● What you need to do:
Starting at the line that contains "the red long-sleeve", copy each line through the end of the listing below. Include both ends and output nothing more.

● Exercise inputs:
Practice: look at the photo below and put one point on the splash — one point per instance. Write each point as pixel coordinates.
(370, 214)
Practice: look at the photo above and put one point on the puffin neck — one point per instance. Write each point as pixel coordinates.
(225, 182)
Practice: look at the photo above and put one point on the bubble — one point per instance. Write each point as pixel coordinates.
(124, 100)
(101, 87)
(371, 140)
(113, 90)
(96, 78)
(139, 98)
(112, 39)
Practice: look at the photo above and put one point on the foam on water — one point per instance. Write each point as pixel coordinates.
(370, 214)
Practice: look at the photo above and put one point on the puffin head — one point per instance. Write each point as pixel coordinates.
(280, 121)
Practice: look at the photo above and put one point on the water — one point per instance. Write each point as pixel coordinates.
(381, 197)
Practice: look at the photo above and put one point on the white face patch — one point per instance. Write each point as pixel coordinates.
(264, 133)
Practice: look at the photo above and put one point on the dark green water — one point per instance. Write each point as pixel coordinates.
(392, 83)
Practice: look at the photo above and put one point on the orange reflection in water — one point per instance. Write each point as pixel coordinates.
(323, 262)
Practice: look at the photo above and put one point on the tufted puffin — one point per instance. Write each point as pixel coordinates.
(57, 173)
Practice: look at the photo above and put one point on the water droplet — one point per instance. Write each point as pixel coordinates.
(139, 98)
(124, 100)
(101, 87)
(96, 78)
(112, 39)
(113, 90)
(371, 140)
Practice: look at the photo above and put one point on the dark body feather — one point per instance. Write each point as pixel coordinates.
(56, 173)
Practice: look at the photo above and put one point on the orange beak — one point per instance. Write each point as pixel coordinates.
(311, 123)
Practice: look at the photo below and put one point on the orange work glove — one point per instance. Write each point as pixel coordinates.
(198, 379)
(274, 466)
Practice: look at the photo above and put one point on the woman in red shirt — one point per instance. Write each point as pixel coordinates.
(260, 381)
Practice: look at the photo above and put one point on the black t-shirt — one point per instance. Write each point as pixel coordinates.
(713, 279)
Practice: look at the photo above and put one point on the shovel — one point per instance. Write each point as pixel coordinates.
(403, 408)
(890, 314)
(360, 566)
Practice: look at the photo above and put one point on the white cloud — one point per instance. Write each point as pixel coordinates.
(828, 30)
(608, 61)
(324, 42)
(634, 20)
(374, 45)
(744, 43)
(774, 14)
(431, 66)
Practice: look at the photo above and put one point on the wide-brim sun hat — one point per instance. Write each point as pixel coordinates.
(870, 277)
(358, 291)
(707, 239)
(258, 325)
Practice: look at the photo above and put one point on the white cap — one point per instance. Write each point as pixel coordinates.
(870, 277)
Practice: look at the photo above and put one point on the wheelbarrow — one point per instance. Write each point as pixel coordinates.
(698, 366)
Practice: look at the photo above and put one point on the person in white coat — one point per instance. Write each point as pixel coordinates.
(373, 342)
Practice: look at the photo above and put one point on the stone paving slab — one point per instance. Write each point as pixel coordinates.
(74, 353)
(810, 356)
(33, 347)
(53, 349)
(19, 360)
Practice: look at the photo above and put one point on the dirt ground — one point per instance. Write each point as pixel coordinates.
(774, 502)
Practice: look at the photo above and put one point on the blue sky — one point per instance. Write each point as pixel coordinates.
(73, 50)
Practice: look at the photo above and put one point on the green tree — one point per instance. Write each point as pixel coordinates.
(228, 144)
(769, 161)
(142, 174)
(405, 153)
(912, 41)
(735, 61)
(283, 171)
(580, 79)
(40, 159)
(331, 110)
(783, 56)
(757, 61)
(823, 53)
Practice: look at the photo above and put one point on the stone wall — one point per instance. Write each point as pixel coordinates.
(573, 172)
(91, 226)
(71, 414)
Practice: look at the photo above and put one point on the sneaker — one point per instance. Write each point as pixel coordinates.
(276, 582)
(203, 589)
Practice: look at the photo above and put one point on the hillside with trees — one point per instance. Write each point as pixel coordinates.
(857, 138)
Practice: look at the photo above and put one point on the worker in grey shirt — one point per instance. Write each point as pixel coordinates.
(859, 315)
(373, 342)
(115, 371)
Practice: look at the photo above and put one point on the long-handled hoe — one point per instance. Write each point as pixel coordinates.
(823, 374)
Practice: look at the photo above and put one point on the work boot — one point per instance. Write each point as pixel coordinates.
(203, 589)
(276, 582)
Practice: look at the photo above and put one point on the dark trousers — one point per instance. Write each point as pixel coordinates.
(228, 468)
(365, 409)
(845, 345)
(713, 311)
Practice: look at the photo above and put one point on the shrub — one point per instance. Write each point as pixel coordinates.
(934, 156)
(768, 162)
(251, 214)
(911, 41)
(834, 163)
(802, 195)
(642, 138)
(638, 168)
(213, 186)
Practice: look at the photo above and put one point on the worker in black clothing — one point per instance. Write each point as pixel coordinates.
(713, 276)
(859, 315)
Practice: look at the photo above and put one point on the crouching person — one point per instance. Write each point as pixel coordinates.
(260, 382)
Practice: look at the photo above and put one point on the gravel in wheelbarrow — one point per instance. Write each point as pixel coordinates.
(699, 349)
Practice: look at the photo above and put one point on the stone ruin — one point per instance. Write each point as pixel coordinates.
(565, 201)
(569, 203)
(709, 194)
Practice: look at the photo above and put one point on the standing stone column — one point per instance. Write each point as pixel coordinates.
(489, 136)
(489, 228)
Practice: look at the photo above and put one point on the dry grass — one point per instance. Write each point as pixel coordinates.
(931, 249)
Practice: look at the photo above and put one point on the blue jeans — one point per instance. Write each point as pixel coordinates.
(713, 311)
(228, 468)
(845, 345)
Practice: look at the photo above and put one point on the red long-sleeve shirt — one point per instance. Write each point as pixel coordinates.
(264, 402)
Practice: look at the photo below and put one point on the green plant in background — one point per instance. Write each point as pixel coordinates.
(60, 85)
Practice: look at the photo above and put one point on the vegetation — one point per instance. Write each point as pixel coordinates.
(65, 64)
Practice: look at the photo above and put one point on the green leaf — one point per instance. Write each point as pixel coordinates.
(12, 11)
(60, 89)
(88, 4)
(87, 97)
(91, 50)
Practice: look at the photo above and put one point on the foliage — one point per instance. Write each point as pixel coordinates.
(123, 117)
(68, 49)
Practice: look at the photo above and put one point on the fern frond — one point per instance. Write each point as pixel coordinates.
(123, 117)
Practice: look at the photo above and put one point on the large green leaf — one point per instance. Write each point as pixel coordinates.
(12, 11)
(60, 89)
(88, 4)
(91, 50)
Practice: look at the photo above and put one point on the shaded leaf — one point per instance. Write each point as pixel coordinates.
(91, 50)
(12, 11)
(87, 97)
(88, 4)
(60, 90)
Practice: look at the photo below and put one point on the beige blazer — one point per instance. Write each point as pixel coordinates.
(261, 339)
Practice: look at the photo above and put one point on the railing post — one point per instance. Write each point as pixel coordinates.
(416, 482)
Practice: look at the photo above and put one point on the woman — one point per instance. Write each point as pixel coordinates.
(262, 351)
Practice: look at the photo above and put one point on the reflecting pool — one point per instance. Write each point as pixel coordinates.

● Result of the exercise:
Practice: look at the photo above and put one point on the red long-sleeve shirt — one point per instance. Write each point as pixel coordinates.
(264, 402)
Practice: look at the photo below and put one point on the green plant in background — one point per instance. Write each point as pixel coordinates.
(60, 85)
Practice: look at the photo above and put one point on the vegetation — one point per instance. Write each point as pixel coordinates.
(65, 64)
Practice: look at the photo above and put one point on the green leaf — one point per instance. Write each point as pixel coordinates.
(12, 11)
(60, 89)
(88, 4)
(87, 97)
(91, 50)
Practice: look at the photo above and put one point on the foliage — one point per instance. Write each point as pixel coordinates.
(123, 117)
(68, 49)
Practice: look at the photo above and put one point on the fern frond — one point per instance. Write each point as pixel coordinates.
(123, 117)
Practice: look at the photo above and put one point on the large green leaf — one point per instance. Write each point as pixel coordinates.
(12, 11)
(60, 89)
(88, 4)
(91, 50)
Practice: look at the photo above and put one point on the shaded leaf — one point per instance. Write each point as pixel coordinates.
(91, 50)
(12, 11)
(87, 97)
(88, 4)
(60, 90)
Practice: look at the photo below and put one point on the beige blazer — one point per instance. Write each point as pixel coordinates.
(261, 339)
Practice: look at the photo above and put one point on the railing post — one point per instance. Write each point as pixel coordinates.
(416, 482)
Practice: look at the photo above and put one point on the woman — one point per instance. Write each point as pixel coordinates.
(262, 351)
Practice: look at the photo above and put one point on the reflecting pool — one point per instance. Write each point as pixel coordinates.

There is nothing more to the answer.